— Excerpted passage —
────────

# Is an open window next to a tank ok?



## cs_gardener (Apr 28, 2006)

I set up a 29 gallon tank in front of the window in my bedroom early this summer and its doing beautifully.  However, now that its cooling off I'm worried that my need for fresh air at night is going to be a problem. The tank is less than a foot from where the window opens (the window opens from side to side and is 4 ft tall by 5 ft wide). The colder it is, the less I open the window. Warm night - 6 to 8 inches, cool night - 1 to 3 inches, cold night - 1/4 to 1/2 inch, frigid night - closed. Should I cover the tank to help keep the draft from it and the heat in?  I dont have another window I could move the tank to, so that's out and I can't even move it to the other end of the window due to the setup of the room. Any suggestions or recommendations would be appreciated, but I admit I'd truly love to hear I can just toss a blanket over the tank and everything will be fine.


----------



## dwalstad (Apr 14, 2006)

I don't see anything wrong with putting a blanket over the tank at night. Tuck the little fishies in.  

I assume that you have a heater and thermometer to monitor the situation?


----------



## bpimm (Jun 12, 2006)

I have a nano in a window, I had no problems this year when the window was open and the outside temp in the morning was 48 Degrees F. it was kinda cool watching the tank send up little wisps of steam. the tank is about 2" from the window screen and the window was open all the way. as long as you have enough heater to maintain the temp you should be fine.


----------



## cs_gardener (Apr 28, 2006)

dwalsted, all my tanks have heaters (that are set near 76) and thermometers. I keep my house at about 65 degrees during the day in the winter and 55 at night and I know that would be too cold. I was just afraid of the draft of cold air causing a problem - I'm a bit of a worrier.

Thanks for the reassurance bpimm, I usually go for a little stronger heater than recommended because of the coolness of my house in winter. In my 44 gal I keep 2 heaters to more evenly distribute the heat. 

I'll sleep easier knowing I'm not harming my tank. Thank you!


----------



## bpimm (Jun 12, 2006)

cs_gardener said:


> I usually go for a little stronger heater than recommended because of the coolness of my house in winter. In my 44 gal I keep 2 heaters to more evenly distribute the heat.


I know what you mean, I usually over size the heater also. the 2 Gal Nano has 50 Watts.  mainly because that was the only heater that was small enough to fit.


----------



## JERP (Feb 4, 2003)

some plants even do better with seasonal cooling. Your tank is big enough that day/night coolingh may be minimal. esp with a vinyl pull down shade.

────────

— Record list —
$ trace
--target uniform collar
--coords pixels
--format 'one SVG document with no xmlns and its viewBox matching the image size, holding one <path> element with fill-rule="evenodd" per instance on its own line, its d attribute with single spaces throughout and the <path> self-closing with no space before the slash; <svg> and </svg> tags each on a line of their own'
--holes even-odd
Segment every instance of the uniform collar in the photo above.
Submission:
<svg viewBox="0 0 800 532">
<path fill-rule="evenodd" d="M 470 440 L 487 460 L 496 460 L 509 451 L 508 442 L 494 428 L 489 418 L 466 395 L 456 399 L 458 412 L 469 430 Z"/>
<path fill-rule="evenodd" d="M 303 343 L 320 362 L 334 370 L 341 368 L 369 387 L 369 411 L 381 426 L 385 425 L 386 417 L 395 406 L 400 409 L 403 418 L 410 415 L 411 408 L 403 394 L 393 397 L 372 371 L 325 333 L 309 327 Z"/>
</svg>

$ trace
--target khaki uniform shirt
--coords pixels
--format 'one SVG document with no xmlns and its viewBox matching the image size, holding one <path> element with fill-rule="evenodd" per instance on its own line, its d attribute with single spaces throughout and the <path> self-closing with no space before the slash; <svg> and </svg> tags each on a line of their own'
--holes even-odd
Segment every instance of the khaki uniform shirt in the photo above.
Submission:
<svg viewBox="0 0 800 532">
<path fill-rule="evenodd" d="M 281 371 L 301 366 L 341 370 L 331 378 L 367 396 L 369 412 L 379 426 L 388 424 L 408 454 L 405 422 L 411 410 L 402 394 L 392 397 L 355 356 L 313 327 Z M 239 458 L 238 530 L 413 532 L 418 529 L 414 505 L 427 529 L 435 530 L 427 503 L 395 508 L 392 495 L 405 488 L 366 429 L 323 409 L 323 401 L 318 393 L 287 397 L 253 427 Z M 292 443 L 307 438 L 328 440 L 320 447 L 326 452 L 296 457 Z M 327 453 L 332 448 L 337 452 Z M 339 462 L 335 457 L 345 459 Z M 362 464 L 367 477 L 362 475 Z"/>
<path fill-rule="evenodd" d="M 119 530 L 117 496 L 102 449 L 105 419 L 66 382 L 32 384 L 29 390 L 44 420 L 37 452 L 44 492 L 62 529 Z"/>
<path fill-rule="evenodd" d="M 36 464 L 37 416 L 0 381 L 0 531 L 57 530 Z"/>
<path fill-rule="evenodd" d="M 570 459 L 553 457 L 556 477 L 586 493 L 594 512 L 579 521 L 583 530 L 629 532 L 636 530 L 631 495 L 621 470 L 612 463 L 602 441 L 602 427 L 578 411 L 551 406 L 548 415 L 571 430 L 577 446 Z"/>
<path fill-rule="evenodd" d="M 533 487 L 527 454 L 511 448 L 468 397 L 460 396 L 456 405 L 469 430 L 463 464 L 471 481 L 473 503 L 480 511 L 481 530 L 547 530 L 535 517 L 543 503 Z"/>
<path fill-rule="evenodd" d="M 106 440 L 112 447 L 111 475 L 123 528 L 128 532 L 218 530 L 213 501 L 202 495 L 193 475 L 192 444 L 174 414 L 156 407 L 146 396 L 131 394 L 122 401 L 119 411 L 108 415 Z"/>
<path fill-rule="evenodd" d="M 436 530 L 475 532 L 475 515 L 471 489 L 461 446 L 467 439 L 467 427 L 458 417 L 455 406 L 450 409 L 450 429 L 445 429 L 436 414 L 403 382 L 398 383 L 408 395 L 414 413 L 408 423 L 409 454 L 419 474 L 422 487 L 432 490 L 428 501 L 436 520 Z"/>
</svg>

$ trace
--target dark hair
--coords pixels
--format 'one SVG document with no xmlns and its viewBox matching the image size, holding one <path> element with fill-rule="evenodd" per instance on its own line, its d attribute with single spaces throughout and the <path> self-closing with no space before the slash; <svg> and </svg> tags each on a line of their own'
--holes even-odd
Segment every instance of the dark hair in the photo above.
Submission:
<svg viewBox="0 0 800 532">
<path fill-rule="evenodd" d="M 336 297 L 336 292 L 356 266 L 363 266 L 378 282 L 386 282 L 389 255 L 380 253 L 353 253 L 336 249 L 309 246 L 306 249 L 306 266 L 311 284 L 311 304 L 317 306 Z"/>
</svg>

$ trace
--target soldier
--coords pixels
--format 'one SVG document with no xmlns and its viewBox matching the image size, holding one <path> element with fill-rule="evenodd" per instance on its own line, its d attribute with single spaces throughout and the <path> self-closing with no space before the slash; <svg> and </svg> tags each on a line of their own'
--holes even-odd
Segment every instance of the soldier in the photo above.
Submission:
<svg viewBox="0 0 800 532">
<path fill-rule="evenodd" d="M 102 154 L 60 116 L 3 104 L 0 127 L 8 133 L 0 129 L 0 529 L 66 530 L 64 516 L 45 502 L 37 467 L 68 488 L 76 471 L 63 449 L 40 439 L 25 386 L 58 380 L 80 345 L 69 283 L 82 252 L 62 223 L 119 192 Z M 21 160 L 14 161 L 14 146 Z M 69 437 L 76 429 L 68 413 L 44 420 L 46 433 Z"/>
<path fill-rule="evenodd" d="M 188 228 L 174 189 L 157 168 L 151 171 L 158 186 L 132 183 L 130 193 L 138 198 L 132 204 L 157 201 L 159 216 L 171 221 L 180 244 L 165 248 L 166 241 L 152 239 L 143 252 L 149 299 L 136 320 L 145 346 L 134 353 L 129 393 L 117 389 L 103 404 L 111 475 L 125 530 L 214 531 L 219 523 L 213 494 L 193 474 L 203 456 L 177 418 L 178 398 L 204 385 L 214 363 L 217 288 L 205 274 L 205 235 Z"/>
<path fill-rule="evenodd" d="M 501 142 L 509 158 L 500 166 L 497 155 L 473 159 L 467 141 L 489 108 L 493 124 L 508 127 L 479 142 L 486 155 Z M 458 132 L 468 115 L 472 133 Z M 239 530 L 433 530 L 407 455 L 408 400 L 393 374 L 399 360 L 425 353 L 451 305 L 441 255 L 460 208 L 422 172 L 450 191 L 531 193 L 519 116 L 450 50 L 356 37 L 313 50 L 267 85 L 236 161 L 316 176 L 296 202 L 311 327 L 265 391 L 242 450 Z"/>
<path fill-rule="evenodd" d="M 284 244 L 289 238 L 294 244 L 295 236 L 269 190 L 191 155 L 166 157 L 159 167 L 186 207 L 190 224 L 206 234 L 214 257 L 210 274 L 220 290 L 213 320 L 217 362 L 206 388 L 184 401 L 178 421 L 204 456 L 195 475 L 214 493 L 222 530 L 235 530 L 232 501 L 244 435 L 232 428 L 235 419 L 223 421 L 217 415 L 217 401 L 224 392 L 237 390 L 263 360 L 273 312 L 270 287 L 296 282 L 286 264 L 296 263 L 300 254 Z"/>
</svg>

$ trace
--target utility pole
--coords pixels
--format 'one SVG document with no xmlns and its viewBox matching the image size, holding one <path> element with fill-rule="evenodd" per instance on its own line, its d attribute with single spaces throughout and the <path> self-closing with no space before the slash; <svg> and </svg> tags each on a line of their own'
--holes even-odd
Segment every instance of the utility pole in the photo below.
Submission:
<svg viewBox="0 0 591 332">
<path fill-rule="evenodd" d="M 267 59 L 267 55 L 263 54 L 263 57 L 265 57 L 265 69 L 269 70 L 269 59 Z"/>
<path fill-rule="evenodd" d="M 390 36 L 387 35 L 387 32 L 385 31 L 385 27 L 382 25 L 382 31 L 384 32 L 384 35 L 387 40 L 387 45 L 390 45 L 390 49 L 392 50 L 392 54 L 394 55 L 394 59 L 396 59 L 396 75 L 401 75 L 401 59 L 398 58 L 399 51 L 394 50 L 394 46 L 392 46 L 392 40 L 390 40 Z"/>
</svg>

────────

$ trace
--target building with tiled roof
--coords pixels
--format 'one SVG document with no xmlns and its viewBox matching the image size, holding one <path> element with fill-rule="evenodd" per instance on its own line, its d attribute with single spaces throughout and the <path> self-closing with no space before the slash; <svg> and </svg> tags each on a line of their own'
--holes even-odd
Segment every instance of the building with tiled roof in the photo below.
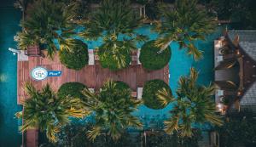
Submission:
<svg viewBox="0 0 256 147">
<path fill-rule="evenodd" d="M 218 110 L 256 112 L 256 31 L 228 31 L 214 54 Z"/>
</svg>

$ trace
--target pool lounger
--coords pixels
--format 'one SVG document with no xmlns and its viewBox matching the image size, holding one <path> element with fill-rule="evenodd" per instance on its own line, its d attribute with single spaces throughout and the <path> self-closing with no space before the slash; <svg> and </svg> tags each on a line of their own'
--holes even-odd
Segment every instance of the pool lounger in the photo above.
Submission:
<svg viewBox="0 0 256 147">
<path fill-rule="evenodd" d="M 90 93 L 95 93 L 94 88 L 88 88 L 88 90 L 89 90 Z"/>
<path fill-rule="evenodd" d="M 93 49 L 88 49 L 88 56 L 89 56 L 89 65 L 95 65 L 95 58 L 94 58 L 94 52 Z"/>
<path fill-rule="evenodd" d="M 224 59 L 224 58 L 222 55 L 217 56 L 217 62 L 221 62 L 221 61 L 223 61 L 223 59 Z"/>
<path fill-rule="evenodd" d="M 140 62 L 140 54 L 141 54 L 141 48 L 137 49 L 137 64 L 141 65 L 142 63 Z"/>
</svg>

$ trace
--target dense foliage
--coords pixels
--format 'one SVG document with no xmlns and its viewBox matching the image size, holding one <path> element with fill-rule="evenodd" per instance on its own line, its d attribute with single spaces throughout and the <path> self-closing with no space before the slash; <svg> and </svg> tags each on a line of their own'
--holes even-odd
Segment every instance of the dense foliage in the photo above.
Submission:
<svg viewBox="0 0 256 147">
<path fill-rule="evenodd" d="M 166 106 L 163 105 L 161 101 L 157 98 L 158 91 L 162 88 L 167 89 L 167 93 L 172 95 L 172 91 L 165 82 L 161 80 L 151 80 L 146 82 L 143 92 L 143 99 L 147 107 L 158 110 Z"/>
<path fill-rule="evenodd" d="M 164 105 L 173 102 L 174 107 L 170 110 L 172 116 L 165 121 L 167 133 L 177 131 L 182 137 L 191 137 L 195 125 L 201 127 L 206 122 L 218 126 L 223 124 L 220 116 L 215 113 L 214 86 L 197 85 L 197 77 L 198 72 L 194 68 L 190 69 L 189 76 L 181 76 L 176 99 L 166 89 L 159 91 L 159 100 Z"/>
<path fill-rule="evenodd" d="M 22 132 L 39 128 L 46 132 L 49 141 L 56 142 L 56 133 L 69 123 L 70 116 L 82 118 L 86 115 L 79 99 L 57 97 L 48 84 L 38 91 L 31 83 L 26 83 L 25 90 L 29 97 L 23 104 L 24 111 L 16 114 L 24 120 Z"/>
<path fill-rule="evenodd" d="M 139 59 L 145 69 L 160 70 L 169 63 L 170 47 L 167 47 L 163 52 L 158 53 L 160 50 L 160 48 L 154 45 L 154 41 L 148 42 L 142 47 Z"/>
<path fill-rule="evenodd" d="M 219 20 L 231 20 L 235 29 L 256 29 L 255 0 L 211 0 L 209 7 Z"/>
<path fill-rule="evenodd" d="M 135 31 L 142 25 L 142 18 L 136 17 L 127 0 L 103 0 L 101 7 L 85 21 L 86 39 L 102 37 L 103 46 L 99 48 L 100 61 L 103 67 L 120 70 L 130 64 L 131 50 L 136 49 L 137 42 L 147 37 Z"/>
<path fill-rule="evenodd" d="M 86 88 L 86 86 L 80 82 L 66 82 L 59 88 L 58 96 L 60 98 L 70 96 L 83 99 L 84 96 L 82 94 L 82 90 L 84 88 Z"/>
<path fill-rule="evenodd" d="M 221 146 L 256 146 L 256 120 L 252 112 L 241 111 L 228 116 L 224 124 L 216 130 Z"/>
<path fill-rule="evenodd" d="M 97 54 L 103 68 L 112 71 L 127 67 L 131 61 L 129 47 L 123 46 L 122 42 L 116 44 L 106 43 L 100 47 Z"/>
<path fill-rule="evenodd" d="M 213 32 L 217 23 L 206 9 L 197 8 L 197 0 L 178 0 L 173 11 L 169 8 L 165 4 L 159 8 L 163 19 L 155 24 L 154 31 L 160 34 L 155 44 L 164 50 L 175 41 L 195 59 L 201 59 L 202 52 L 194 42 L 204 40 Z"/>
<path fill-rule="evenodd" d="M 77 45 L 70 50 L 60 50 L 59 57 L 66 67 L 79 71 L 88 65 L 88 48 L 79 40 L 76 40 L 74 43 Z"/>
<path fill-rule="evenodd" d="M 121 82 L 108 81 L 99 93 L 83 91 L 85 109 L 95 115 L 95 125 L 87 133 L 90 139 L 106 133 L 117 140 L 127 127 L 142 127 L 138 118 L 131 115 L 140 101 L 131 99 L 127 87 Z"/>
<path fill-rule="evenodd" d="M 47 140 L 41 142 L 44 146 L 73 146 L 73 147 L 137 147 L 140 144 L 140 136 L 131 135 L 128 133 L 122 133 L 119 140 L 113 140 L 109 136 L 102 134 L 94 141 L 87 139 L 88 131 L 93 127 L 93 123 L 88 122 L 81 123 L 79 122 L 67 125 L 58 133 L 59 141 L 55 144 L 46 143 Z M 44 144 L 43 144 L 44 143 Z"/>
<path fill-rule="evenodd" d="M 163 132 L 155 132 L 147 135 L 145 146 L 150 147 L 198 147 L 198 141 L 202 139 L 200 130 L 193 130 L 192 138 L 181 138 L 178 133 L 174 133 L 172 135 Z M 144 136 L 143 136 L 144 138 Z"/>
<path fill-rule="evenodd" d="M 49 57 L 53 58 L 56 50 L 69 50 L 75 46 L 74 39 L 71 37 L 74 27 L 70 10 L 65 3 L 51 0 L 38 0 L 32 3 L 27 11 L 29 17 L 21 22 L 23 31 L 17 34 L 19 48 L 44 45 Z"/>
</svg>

────────

— Tasks and exercises —
**1.** Transcribe the part of the aquarium window thread starting with "## dwalstad (Apr" and going on through "should be fine.".
**2.** Do these statements agree with the aquarium window thread? Answer yes or no for each, and quote the words that decide it.
(a) The bedroom window next to cs_gardener's tank opens from side to side.
(b) bpimm's nano tank holds 5 gallons.
(c) cs_gardener runs two heaters in the 44 gallon tank.
**3.** How might the aquarium window thread go on from its final post? Resume it from there.

— Results for each task —
**1.**
## dwalstad (Apr 14, 2006)

I don't see anything wrong with putting a blanket over the tank at night. Tuck the little fishies in.  

I assume that you have a heater and thermometer to monitor the situation?


----------



## bpimm (Jun 12, 2006)

I have a nano in a window, I had no problems this year when the window was open and the outside temp in the morning was 48 Degrees F. it was kinda cool watching the tank send up little wisps of steam. the tank is about 2" from the window screen and the window was open all the way. as long as you have enough heater to maintain the temp you should be fine.

**2.**
(a) Yes: "the window opens from side to side and is 4 ft tall by 5 ft wide"
(b) No: "the 2 Gal Nano has 50 Watts."
(c) Yes: "In my 44 gal I keep 2 heaters to more evenly distribute the heat."

**3.**
Just remember to keep an eye on temps in the summer too. That can be even worse than low temp.


----------



## lailastar (Aug 28, 2006)

In nature water gets drafts and fish are okay- why is it that in a tank fish are so sensitive to temp. fluctuation?


----------



## JERP (Feb 4, 2003)

Lailastar,
Lakes and streams are much larger than any aquarium. Temperature can fluctuate much more rapidly in an aquarium than a lake.


----------



## onemyndseye (May 12, 2006)

JERP is correct ....

It also has to do with where in the world our little tank inhabitants come from. Most of them come from places with tropical climates that dont know what winter is 

On the other hand.... My native fish tanks (sunfish, etc) could care less if its 50degrees in the house 

Take Care,
-Justin
One Mynds Eye


----------



## cs_gardener (Apr 28, 2006)

JERP, I am very careful about watching the temperature in summer. When I lived in an apartment years ago, the place turned into an oven and I had cooked fish. Now I have a house with good insulation. I also have venetian blinds and I angle them so that the sun does not come in but I still get some light. I also always close my windows in the morning of days that are supposed to be hot. When it reached the upper 90's for a few days, my house gradually heated to 85, but my tanks stayed a few degrees cooler because it would cool off at night and I'd open all the windows to let the cool air in.  To minimize day/night temp fluctuations I kept my tanks around 79 to 80 during the summer.

In a way its fortunate that I'm rather lazy as I've chosen plants and fish that are not demanding and they can handle the summer/winter temp change. This also means I don't have to worry about CO2, dosing fertilizer or fussing endlessly. Normally, I can just sit back and enjoy my jungles. Until I scare myself, or mess up by not cleaning the filters promptly, or overfeed, or - well you know, the possible ways to mess up are nearly endless.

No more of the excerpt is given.